Since fall is here and therefore it will be winter in a few days, I decided it’s time to start going through the herb garden to save whatever I can.  I have plans to dry the thyme, lavender, sage, and maybe some chives, and on Sunday I made tons of pesto to freeze.  Mom gave me a little hint to freeze the pesto in ice-cube trays for individual serving sized portions for easy defrosting (thanks Mom!)

For all of you out there who either just want pesto (understandably…it’s delicious) or have a lot of basil you don’t want to go to waste, here’s an easy recipe for you to try!

Basic Pesto

  • 1-3 cloves garlic, depending on your preference (I used one)
  • 2 C packed basil
  • 1/2 C extra-virgin olive oil
  • 1/4 C toasted pine nuts
  • 1/4 C grated Parmesan cheese
  • salt and pepper to taste


This is super easy: put all the ingredients into a blender or food processor and blend until smooth.  Done!


Like I said, for easy freezing you can pour the pesto into ice-cube trays and when they are frozen solid, toss them into a freezer bag and use them as you need ’em!  The pesto keeps for about three months in the freezer. I made three batches, so I may have to give a few cubes away to friends and family or we’ll never finish it all!  If you don’t want to risk having your ice-cube trays smell like garlic for the next few years, you can freeze whole batches in sandwich bags and it’ll take up barely any room in your freezer.

[Collected data]
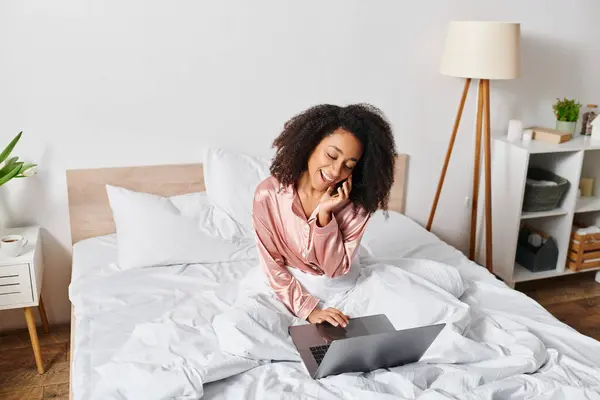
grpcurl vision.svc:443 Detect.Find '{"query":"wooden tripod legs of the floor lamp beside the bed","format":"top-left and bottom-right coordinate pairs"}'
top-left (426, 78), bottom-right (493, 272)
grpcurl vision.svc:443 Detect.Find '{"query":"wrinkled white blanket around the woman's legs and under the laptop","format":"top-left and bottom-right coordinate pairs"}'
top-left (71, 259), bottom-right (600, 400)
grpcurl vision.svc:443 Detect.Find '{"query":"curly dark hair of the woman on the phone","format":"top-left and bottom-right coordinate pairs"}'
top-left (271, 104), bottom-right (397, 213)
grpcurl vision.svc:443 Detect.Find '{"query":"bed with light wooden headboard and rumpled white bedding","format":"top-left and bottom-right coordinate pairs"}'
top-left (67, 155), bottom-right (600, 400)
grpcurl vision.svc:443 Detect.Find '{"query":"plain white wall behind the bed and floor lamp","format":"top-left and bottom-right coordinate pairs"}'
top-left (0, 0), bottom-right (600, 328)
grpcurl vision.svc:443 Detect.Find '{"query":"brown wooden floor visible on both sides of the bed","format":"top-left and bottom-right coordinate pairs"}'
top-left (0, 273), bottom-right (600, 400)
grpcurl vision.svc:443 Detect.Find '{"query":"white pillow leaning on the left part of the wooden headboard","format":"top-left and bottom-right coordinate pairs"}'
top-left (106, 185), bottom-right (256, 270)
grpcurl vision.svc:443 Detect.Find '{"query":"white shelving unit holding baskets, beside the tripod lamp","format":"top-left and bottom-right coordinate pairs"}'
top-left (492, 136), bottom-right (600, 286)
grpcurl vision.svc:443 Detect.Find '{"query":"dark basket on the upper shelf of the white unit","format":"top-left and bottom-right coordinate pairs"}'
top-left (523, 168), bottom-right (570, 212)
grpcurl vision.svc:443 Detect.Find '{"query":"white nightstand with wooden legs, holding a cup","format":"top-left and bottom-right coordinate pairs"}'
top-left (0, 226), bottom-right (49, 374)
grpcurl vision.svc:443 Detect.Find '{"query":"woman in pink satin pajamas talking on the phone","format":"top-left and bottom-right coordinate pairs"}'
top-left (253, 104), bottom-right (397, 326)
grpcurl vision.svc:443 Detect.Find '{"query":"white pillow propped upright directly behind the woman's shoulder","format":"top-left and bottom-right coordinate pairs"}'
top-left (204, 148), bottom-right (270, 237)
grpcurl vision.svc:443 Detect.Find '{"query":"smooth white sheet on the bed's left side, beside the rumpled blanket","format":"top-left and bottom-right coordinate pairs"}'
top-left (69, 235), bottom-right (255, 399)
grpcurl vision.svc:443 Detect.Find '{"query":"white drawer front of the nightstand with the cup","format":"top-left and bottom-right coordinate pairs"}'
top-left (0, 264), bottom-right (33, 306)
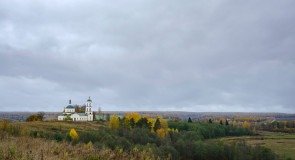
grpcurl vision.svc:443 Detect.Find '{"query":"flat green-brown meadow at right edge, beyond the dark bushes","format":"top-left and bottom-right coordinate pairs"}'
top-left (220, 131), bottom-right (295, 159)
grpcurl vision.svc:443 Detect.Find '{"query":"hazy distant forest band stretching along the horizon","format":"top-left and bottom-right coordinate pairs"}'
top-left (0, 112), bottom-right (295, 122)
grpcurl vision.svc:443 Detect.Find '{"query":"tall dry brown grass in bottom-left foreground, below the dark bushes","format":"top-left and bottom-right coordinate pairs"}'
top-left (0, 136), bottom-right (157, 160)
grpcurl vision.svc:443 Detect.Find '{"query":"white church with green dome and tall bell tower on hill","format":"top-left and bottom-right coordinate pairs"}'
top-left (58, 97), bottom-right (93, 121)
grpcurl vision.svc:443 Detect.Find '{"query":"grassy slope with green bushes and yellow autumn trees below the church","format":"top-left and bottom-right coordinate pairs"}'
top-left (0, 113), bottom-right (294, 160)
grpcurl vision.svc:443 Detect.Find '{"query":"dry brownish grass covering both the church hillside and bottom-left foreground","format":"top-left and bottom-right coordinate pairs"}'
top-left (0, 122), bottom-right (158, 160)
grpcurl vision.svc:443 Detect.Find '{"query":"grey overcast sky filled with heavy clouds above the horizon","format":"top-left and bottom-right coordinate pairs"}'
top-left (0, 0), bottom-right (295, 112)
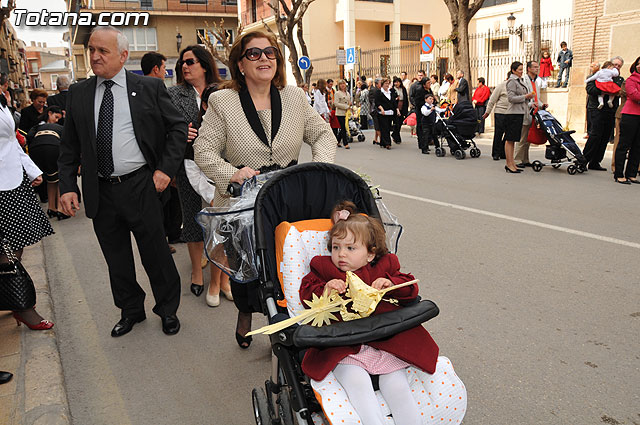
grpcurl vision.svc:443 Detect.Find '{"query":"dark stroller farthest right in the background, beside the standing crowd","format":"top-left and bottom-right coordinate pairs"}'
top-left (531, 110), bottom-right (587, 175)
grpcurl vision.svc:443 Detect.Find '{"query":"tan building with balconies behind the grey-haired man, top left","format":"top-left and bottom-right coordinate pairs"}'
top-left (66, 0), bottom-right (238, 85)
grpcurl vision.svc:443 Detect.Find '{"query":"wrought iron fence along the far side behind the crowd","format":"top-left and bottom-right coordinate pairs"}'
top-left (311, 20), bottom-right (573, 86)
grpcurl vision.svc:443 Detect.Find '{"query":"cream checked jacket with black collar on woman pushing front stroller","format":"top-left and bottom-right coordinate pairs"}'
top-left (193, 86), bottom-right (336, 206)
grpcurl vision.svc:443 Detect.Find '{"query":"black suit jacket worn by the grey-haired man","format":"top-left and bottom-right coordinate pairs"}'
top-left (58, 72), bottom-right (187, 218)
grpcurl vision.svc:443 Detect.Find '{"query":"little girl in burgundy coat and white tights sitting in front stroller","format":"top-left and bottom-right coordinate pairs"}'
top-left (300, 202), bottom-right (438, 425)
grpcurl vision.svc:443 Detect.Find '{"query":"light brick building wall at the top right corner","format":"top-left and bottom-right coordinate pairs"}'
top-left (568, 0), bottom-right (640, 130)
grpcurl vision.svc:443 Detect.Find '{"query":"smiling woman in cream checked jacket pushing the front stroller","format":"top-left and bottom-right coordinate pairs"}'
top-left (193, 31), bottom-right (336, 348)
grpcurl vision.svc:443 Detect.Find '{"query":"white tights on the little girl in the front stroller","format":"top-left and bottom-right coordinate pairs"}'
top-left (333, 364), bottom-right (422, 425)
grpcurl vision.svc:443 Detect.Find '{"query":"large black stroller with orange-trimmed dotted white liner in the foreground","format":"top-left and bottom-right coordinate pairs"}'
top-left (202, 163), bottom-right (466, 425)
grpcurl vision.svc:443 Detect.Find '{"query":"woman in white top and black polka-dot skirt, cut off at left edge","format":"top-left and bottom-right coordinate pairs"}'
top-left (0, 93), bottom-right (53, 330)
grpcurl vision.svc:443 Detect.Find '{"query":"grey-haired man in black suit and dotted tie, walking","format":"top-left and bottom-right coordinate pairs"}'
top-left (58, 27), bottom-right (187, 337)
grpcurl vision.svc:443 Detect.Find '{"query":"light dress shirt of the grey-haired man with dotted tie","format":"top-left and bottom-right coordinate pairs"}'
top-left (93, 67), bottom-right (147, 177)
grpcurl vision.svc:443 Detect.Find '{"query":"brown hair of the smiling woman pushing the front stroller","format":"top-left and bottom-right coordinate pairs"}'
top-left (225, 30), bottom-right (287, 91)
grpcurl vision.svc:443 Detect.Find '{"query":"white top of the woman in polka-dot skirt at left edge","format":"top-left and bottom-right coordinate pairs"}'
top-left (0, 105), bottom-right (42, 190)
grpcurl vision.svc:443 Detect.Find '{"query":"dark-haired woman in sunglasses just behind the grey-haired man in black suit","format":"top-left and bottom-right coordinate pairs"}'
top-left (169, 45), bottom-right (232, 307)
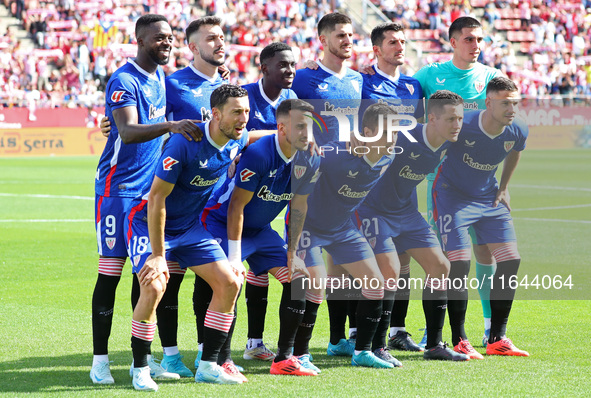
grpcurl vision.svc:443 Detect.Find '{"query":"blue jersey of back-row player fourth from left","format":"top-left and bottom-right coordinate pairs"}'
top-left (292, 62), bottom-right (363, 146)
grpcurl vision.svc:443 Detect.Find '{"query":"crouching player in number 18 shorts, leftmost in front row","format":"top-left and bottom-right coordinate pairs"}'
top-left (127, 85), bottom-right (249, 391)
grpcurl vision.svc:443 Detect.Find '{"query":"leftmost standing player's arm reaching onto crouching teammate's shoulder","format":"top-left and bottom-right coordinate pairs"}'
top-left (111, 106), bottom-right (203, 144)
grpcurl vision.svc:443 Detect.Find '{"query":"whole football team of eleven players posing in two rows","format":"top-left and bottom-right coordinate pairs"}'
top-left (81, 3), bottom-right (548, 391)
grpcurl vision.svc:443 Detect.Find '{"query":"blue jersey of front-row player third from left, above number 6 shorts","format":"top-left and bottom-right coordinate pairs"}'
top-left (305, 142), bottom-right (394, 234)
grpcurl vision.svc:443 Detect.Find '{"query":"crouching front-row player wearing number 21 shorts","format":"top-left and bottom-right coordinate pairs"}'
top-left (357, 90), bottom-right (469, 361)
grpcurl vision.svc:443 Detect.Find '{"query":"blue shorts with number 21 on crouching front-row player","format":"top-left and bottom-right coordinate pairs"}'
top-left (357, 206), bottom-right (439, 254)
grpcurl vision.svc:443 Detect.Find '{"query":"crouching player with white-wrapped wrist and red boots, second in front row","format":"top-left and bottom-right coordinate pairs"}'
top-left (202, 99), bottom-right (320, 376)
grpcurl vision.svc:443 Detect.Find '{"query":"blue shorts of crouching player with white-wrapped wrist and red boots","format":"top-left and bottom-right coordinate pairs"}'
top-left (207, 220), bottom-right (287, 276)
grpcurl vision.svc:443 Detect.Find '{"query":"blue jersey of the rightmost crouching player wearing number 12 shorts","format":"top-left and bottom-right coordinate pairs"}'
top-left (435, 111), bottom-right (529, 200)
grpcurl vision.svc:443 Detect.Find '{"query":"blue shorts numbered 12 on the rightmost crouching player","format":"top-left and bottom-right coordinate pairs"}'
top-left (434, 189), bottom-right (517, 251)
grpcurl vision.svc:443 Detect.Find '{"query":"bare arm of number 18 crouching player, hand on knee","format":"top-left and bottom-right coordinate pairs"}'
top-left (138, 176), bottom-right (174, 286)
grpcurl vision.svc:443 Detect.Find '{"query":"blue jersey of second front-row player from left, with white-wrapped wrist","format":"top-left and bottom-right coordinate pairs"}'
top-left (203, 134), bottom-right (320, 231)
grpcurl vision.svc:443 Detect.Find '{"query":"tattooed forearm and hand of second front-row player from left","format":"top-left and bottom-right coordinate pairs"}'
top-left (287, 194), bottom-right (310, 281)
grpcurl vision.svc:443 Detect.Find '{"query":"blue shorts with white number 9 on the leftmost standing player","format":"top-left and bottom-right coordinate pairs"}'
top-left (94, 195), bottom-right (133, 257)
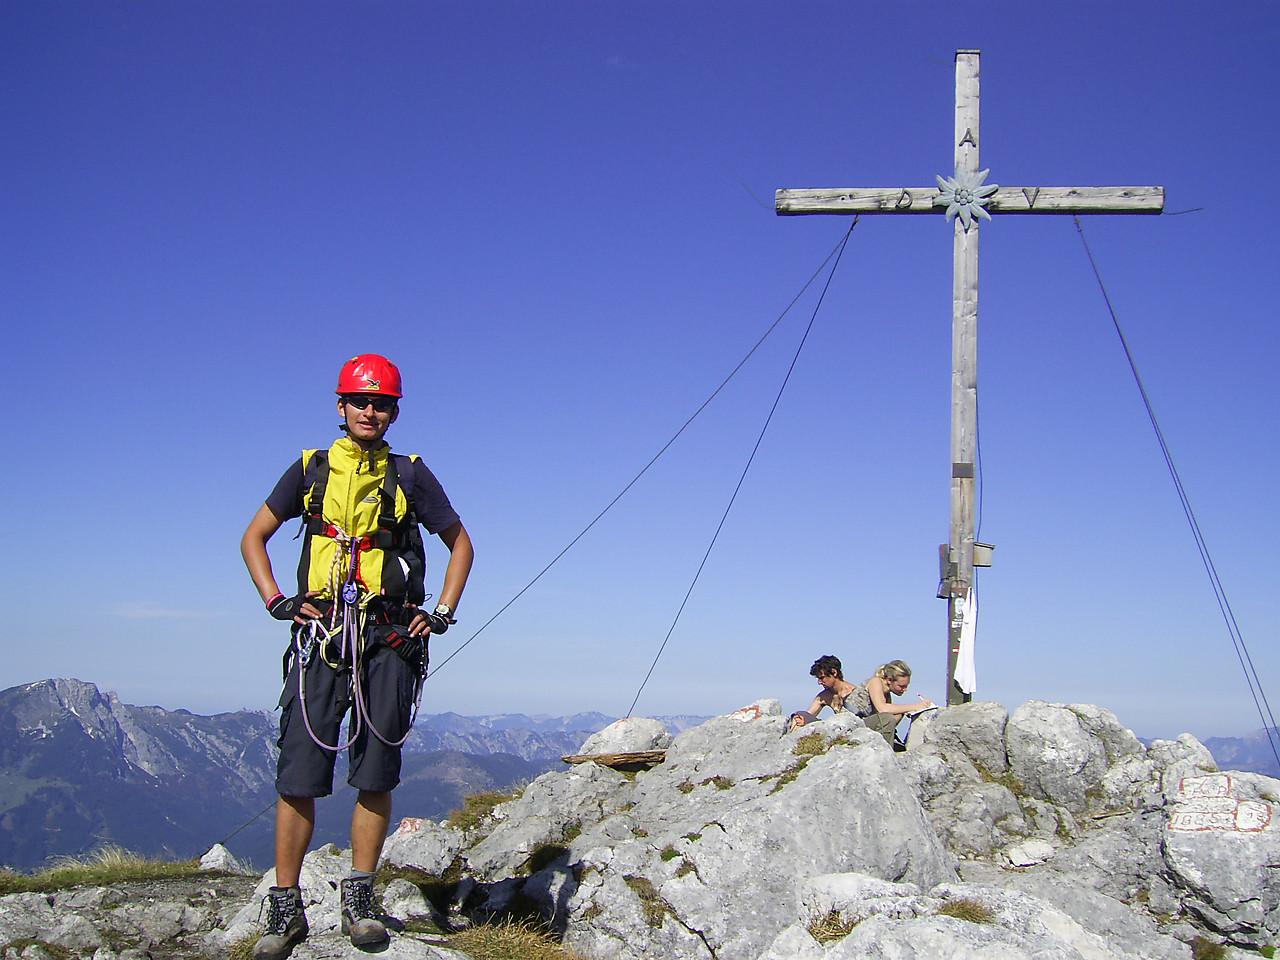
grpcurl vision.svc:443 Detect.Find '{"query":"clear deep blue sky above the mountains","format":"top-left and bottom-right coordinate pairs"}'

* _What is being asked_
Can you copy out, word for word, the passage of the pesto post that begins with the words "Since fall is" and ends with "defrosting (thanks Mom!)"?

* _Answer for the task_
Since fall is here and therefore it will be winter in a few days, I decided it’s time to start going through the herb garden to save whatever I can.  I have plans to dry the thyme, lavender, sage, and maybe some chives, and on Sunday I made tons of pesto to freeze.  Mom gave me a little hint to freeze the pesto in ice-cube trays for individual serving sized portions for easy defrosting (thanks Mom!)